ENUNCIADO A> Según el extracto sobre la ciencia y el trabajo de las mujeres, ¿qué ámbitos quedaron fuera de la ciencia mientras la responsabilidad de desempeñarlos recaía en las mujeres?
ENUNCIADO B> Duplica el extracto sobre la ciencia y el trabajo de las mujeres comenzando en "La alimentación, agricultura, vestido, salud" y siguiendo hasta "lino o lana no.".
ENUNCIADO C> De acuerdo con el extracto sobre la ciencia y el trabajo de las mujeres, ¿por qué la biotecnología de los transgénicos marca Monsanto se considera ciencia y la mejora de semillas locales no?

La alimentación, agricultura, vestido, salud o higiene quedaron fuera de la ciencia mientras la responsabilidad de desempeñarlos recaía en manos de las mujeres. No ha sido hasta que estos conocimientos y prácticas han pasado a la esfera pública -previa posibilidad de mercantilización, claro está-, que se han legitimado parcialmente como científicos. Eso sí, por supuesto, ninguneando su desarrollo previo. Por eso, la biotecnología que sustenta los rentables transgénicos marca Monsanto es ciencia, pero la mejora de semillas locales adaptadas a su entorno y a las necesidades alimentarias y de salud de cada comunidad no lo es. O el diseño de materiales sintéticos para confeccionar tejidos es ciencia indudablemente, pero la manipulación y procesamiento del algodón, lino o lana no.

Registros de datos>

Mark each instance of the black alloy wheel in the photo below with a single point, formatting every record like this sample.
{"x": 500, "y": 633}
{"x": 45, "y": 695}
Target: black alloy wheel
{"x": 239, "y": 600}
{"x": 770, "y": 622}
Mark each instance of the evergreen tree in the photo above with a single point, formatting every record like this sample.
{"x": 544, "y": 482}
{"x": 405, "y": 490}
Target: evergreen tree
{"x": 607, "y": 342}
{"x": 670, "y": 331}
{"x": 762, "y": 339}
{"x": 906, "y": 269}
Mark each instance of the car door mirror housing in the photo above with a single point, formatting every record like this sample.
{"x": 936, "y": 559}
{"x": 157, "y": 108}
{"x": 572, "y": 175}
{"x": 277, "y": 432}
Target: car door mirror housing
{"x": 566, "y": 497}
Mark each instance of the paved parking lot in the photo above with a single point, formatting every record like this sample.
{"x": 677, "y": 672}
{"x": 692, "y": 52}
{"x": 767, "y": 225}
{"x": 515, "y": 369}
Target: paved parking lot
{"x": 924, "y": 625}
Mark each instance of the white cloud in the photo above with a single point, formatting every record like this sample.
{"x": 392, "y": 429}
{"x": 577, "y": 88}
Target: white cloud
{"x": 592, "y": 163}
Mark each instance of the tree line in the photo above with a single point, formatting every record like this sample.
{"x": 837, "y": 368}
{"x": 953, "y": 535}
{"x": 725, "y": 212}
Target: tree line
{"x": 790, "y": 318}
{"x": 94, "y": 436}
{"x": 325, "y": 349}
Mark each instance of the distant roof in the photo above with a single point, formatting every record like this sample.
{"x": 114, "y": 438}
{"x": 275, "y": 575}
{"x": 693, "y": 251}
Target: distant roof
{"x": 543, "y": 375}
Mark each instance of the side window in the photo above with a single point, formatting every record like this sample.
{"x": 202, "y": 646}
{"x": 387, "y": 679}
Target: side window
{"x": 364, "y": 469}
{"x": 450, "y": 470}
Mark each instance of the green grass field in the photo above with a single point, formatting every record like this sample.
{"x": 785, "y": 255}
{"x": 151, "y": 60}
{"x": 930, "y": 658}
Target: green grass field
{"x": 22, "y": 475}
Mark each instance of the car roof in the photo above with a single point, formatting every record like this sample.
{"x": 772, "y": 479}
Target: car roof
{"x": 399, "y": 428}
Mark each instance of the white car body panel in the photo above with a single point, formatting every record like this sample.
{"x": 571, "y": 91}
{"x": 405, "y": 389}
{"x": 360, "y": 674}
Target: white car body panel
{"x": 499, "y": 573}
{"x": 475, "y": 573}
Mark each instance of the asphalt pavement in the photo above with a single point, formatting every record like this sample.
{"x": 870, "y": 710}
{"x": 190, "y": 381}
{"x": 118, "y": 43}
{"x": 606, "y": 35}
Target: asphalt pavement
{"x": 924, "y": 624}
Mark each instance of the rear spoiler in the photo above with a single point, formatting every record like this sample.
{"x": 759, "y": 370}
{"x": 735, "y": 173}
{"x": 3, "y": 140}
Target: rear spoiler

SOLUCIÓN COMPLETA A> La alimentación, la agricultura, el vestido, la salud y la higiene.

SOLUCIÓN COMPLETA B>
La alimentación, agricultura, vestido, salud o higiene quedaron fuera de la ciencia mientras la responsabilidad de desempeñarlos recaía en manos de las mujeres. No ha sido hasta que estos conocimientos y prácticas han pasado a la esfera pública -previa posibilidad de mercantilización, claro está-, que se han legitimado parcialmente como científicos. Eso sí, por supuesto, ninguneando su desarrollo previo. Por eso, la biotecnología que sustenta los rentables transgénicos marca Monsanto es ciencia, pero la mejora de semillas locales adaptadas a su entorno y a las necesidades alimentarias y de salud de cada comunidad no lo es. O el diseño de materiales sintéticos para confeccionar tejidos es ciencia indudablemente, pero la manipulación y procesamiento del algodón, lino o lana no.

SOLUCIÓN COMPLETA C> Estos conocimientos y prácticas solo se han legitimado parcialmente como científicos cuando han pasado a la esfera pública, con la posibilidad previa de mercantilizarlos. Además, se ha ninguneado su desarrollo previo. Por eso se reconoce como ciencia la biotecnología rentable de Monsanto, pero no la mejora de semillas locales adaptadas a cada comunidad.